**Objective**. Edit the records below so that every "Pick out" reads "Mark", leaving all other text unchanged.

**Records from a collection**.
►

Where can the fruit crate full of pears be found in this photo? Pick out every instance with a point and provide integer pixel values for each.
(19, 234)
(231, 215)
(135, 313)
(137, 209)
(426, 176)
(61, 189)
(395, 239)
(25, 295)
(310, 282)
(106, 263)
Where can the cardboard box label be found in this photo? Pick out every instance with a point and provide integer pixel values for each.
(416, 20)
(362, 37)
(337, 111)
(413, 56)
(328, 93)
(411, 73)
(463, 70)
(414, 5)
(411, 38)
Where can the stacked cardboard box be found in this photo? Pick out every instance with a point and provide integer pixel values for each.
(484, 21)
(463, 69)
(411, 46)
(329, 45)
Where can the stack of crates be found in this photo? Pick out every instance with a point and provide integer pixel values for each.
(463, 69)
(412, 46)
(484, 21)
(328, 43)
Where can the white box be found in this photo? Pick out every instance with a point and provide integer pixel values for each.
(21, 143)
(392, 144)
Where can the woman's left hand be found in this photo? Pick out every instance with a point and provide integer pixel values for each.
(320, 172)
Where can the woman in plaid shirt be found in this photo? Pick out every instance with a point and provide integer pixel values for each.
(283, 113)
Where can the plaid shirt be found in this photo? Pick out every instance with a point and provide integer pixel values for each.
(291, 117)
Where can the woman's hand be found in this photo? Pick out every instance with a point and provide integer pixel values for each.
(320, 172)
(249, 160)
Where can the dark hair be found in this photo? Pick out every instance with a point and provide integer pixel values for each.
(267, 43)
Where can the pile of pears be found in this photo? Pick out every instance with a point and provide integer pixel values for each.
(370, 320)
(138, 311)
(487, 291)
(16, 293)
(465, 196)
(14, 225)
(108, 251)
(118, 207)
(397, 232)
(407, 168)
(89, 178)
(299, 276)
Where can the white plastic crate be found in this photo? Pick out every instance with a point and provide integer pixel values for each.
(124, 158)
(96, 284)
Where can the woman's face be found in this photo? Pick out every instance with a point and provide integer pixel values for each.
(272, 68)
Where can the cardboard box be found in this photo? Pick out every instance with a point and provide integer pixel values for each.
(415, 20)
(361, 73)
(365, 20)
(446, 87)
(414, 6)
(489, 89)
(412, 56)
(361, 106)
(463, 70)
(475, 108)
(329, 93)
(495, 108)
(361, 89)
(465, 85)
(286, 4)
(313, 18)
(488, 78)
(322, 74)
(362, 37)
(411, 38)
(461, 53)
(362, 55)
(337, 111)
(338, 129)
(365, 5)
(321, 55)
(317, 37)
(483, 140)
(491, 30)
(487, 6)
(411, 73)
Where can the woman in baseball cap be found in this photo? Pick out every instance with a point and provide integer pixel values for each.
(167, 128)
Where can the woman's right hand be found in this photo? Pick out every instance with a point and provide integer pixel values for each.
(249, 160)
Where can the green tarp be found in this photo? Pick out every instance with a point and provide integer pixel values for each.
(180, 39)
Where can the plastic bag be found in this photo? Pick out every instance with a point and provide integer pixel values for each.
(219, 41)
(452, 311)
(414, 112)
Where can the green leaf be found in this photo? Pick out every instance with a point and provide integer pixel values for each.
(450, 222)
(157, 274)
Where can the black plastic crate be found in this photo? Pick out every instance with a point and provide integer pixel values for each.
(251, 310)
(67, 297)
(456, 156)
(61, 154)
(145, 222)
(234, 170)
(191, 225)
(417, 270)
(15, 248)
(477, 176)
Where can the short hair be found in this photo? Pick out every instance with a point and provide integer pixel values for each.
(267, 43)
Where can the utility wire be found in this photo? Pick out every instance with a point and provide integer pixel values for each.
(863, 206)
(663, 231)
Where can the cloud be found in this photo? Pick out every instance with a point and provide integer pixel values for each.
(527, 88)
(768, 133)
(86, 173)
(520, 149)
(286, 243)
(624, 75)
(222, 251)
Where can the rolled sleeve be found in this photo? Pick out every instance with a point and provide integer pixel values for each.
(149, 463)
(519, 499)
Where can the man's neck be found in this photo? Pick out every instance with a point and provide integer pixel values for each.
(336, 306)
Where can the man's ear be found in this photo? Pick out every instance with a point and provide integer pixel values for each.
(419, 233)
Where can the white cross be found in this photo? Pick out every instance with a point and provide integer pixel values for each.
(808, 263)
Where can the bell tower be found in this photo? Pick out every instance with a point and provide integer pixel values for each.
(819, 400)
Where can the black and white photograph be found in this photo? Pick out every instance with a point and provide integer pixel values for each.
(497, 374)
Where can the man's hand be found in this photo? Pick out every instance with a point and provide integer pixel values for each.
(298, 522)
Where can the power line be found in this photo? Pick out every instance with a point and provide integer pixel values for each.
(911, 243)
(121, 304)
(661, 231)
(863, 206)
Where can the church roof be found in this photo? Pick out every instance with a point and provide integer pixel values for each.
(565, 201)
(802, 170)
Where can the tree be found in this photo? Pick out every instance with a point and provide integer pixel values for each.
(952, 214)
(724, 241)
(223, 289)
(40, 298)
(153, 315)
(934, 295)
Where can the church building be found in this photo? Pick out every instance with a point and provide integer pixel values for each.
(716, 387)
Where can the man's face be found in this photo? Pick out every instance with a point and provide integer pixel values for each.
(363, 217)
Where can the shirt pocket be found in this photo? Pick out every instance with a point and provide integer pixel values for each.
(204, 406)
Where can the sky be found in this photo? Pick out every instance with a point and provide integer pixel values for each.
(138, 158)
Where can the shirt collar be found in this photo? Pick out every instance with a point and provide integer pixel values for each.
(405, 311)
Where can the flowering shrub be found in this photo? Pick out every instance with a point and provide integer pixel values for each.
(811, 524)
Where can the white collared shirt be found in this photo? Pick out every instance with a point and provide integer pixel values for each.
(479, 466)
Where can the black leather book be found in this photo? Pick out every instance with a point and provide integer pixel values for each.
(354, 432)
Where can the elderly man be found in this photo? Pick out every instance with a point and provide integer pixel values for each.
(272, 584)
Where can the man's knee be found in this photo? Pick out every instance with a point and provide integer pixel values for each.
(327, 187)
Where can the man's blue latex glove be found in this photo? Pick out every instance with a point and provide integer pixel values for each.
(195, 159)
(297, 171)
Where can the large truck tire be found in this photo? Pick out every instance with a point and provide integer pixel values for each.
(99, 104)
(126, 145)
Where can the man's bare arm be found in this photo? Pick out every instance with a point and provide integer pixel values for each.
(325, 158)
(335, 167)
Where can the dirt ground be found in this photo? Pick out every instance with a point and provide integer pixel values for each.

◄

**Solution**.
Where can the fruit crate full of pears be found in this photo? Mark every instance with a point and provide integer pixel values for each.
(19, 234)
(231, 215)
(135, 313)
(137, 209)
(426, 176)
(61, 189)
(395, 239)
(25, 295)
(310, 282)
(106, 263)
Where can the cardboard box label be found in this photo? Mark every instance with a point and provide integer pixel values for each.
(416, 20)
(362, 37)
(337, 111)
(413, 56)
(328, 93)
(411, 73)
(463, 70)
(414, 5)
(411, 38)
Where can the stacked cardboard box be found in this photo? Mark every instance with a point and provide integer pixel values for each.
(484, 21)
(463, 69)
(411, 46)
(329, 45)
Where can the stack of crates be found in this photo? Mark every instance with a point and provide integer pixel values for each.
(463, 69)
(412, 46)
(484, 21)
(328, 43)
Where can the white box be found in this photo? Mark every instance with a point and provide integer pixel values for each.
(21, 143)
(392, 144)
Where can the woman's left hand be found in this photo? Mark every instance with a point and provide integer pixel values for each.
(320, 172)
Where can the woman in plaid shirt be found in this photo? Mark every instance with a point and provide integer pixel values for each.
(283, 113)
Where can the plaid shirt be found in this photo? Mark every instance with a point and provide integer pixel values for each.
(291, 117)
Where can the woman's hand be found in this photo? Mark every instance with a point and provide integer pixel values for each.
(320, 172)
(249, 160)
Where can the dark hair be found in this photo? Mark every instance with a point and provide integer pixel values for each.
(267, 43)
Where can the pile of pears be found in this photo? Mark every instance with a point and provide integer pixel values for each.
(370, 320)
(138, 311)
(487, 291)
(16, 293)
(465, 196)
(14, 225)
(108, 251)
(118, 207)
(397, 232)
(407, 168)
(89, 178)
(299, 276)
Where can the white plastic crate be found in this photo? Mark every instance with a point and provide integer pixel values for each.
(124, 158)
(96, 284)
Where can the woman's face be found in this photo? Mark every instance with a point and provide integer pixel values for each.
(272, 68)
Where can the cardboard box be found in this photo? Mark every instance with a point and provide integer pixel values for each.
(415, 20)
(361, 73)
(365, 20)
(446, 87)
(414, 6)
(489, 89)
(412, 56)
(361, 106)
(463, 70)
(475, 108)
(329, 93)
(495, 108)
(361, 89)
(465, 85)
(286, 4)
(313, 18)
(488, 78)
(322, 74)
(362, 37)
(411, 38)
(461, 53)
(362, 55)
(337, 111)
(338, 129)
(365, 5)
(321, 55)
(317, 37)
(483, 140)
(491, 30)
(487, 6)
(411, 73)
Where can the woman in baseball cap be found in this photo? Mark every instance with a point and provide integer pixel values for each.
(167, 128)
Where can the woman's right hand be found in this photo? Mark every instance with a point and provide integer pixel values for each.
(249, 160)
Where can the green tarp be found in this photo? Mark every instance with a point and provide integer pixel values for each.
(180, 39)
Where can the plastic bag be found in this photo? Mark every instance with a point and provide integer pixel values for each.
(219, 41)
(452, 311)
(414, 112)
Where can the green leaf be found in this photo? Mark every instance with a point and provide integer pixel values for each.
(450, 222)
(157, 274)
Where can the black plastic crate be found in this photo? Mark every instance with a point and provide integer pixel values for each.
(251, 310)
(67, 297)
(456, 156)
(61, 154)
(145, 222)
(234, 170)
(191, 225)
(417, 270)
(15, 248)
(477, 176)
Where can the short hair be found in this photo? Mark every instance with a point and provide integer pixel values for each.
(267, 43)
Where can the utility wire be found in this photo? Mark every instance with a point and provide integer pixel values for each.
(863, 206)
(663, 231)
Where can the cloud be found in this photo? Mark every instance with a point and provide integer pixel values for each.
(527, 88)
(768, 133)
(86, 173)
(520, 149)
(286, 243)
(624, 75)
(222, 251)
Where can the rolled sleeve be found in this photo? Mark every instance with a point and provide integer pixel values for each.
(149, 463)
(519, 499)
Where can the man's neck be found in this photo? Mark every instance with a point and provide integer pixel values for each.
(336, 306)
Where can the man's ear be found in this photo? Mark every instance with a point and provide integer pixel values for each.
(419, 233)
Where can the white cross be found in this photo? Mark every instance with a point and provide integer pixel values for each.
(808, 263)
Where can the bell tower be found in this photo? Mark every instance with a point and provide integer pixel values for each.
(819, 400)
Where can the black and white photograph be found in this photo? Mark every instance with a point and provide integer pixel values for each.
(497, 374)
Where can the man's hand be found in this photo? Mark every instance with a point and provide integer pixel values for each.
(298, 522)
Where can the power line be found in this photo? Mark every instance with a point and provide integer pixel values for each.
(911, 243)
(121, 304)
(661, 231)
(863, 206)
Where can the church roof be found in this photo? Mark every instance with a point and provide integer pixel values for each.
(565, 201)
(802, 170)
Where can the tree be found in this photo? Mark every instance with a point and provide integer pixel values for each.
(952, 214)
(724, 241)
(223, 289)
(40, 298)
(153, 315)
(934, 295)
Where can the church building be found in this photo? Mark every instance with a point and provide integer pixel values for each.
(716, 387)
Where can the man's face be found in this photo? Mark every instance with a point and provide integer pixel values for each.
(363, 217)
Where can the shirt pocket be found in this photo? Mark every instance with a point and provide integer pixel values for each.
(204, 406)
Where can the sky be found in this photo? Mark every instance with a point and provide integer pixel values for each.
(138, 158)
Where can the shirt collar be found in this photo? Mark every instance with a point and provide integer pixel values for each.
(405, 311)
Where can the flowering shrub be found in this photo? Mark every instance with a point and provide integer pixel values for each.
(811, 524)
Where can the white collared shirt be found in this photo? Mark every instance with a point and provide integer pixel values for each.
(479, 466)
Where can the black leather book be found in this photo? Mark every instance with a point and provide integer pixel values for each.
(354, 432)
Where can the elderly man be found in this photo? Mark every instance with a point and provide integer pixel values for each.
(272, 584)
Where can the man's knee be found in this photo? Mark every instance with a point and provide integer pixel values for each.
(327, 187)
Where can the man's blue latex glove be found in this photo? Mark every instance with a point and provide integer pixel values for each.
(195, 159)
(297, 171)
Where can the large truck tire be found in this photo? Mark every instance with a point and provide integer pixel values for each.
(99, 104)
(126, 145)
Where can the man's bare arm be found in this photo? Mark every instance with a point and provide integer pixel values for each.
(325, 158)
(335, 167)
Where can the dirt ground be found in this photo? Mark every instance with a point and provide integer pixel values for each.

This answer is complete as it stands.